Selected text
Watch this: Webified markup

Terrence A.Brooks

Information School, University of Washington, Seattle, WA 98195

Webify your metadata!

"Webify" signals a cultural shift: stop thinking that you can control the future use of your Web content ('my Web document is a finished product'), and start building Web resources designed to facilitate ad hoc, unpredictable future uses ('my Web document is merely input to somebody else's process').

The challenge has been to design metadata that is easy for the non-technical scholar to construct, is expressive enough to declare the provenance and relationship of resources; and perhaps most importantly, reflects standard information architecture protocols (i.e., XML) so that conventional application programs (i.e., there are many XML editors) can harvest the metadata and re-purpose your Web content.

Eprints DC XML

XML is extensible, platform-independent, and supports internationalization by being fully Unicode compliant. The fact that XML is a text-based format means that when the need arises, one can read and edit XML documents using standard text-editing tools. This has led to the widespread adoption of XML as the lingua franca of information interchange. Dare Obasanjo

eprints (These are your digital resources.)

Task directions
Can you repeat the passage from the page on webified metadata above, starting with "Eprints DC XML" and going on through "your digital resources.)"?

(Outline labeling records)
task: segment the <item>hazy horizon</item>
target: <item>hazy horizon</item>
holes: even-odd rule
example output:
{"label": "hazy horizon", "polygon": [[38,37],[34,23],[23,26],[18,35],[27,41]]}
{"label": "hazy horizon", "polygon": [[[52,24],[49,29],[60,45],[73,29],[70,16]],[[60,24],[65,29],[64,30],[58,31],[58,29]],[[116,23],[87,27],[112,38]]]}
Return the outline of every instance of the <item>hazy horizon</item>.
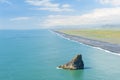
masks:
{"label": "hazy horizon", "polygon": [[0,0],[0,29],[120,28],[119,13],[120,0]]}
==
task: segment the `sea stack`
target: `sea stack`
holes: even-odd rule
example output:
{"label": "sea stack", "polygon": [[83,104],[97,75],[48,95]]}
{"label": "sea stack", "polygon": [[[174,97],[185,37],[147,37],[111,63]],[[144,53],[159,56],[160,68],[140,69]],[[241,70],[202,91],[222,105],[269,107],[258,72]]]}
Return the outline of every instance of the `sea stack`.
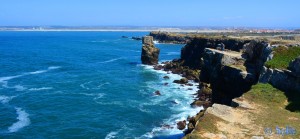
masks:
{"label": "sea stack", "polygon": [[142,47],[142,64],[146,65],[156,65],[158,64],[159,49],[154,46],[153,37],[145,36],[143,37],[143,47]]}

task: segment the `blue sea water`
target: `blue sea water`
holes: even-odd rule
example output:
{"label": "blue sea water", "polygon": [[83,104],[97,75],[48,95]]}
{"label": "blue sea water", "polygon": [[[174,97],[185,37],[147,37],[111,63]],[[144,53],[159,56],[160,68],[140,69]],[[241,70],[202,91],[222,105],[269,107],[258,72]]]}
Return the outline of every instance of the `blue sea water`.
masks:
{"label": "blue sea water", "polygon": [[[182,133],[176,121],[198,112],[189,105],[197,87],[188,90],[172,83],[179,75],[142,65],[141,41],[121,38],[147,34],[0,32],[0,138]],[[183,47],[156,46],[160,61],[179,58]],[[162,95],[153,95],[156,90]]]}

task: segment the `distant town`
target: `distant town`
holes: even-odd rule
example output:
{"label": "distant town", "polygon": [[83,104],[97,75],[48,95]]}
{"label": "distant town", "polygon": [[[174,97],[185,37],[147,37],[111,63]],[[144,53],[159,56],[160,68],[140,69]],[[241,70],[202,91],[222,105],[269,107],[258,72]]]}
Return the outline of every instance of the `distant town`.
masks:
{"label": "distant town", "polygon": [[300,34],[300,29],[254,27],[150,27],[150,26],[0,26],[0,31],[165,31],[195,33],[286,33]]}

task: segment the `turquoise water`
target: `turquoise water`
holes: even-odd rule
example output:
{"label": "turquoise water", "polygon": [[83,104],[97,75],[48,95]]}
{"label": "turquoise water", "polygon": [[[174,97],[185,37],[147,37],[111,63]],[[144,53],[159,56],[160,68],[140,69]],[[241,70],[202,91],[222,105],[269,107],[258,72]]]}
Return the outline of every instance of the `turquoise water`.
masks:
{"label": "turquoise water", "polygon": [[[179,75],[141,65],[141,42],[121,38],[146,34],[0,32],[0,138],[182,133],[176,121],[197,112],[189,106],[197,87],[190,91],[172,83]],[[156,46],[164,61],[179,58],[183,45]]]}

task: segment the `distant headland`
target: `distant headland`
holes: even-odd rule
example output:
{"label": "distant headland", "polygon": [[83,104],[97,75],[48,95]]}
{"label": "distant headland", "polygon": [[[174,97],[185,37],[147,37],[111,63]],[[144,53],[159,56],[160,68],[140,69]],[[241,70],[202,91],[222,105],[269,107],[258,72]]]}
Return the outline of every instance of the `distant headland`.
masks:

Response to the exercise
Eprints DC XML

XML is extensible, platform-independent, and supports internationalization by being fully Unicode compliant. The fact that XML is a text-based format means that when the need arises, one can read and edit XML documents using standard text-editing tools. This has led to the widespread adoption of XML as the lingua franca of information interchange. Dare Obasanjo

eprints (These are your digital resources.)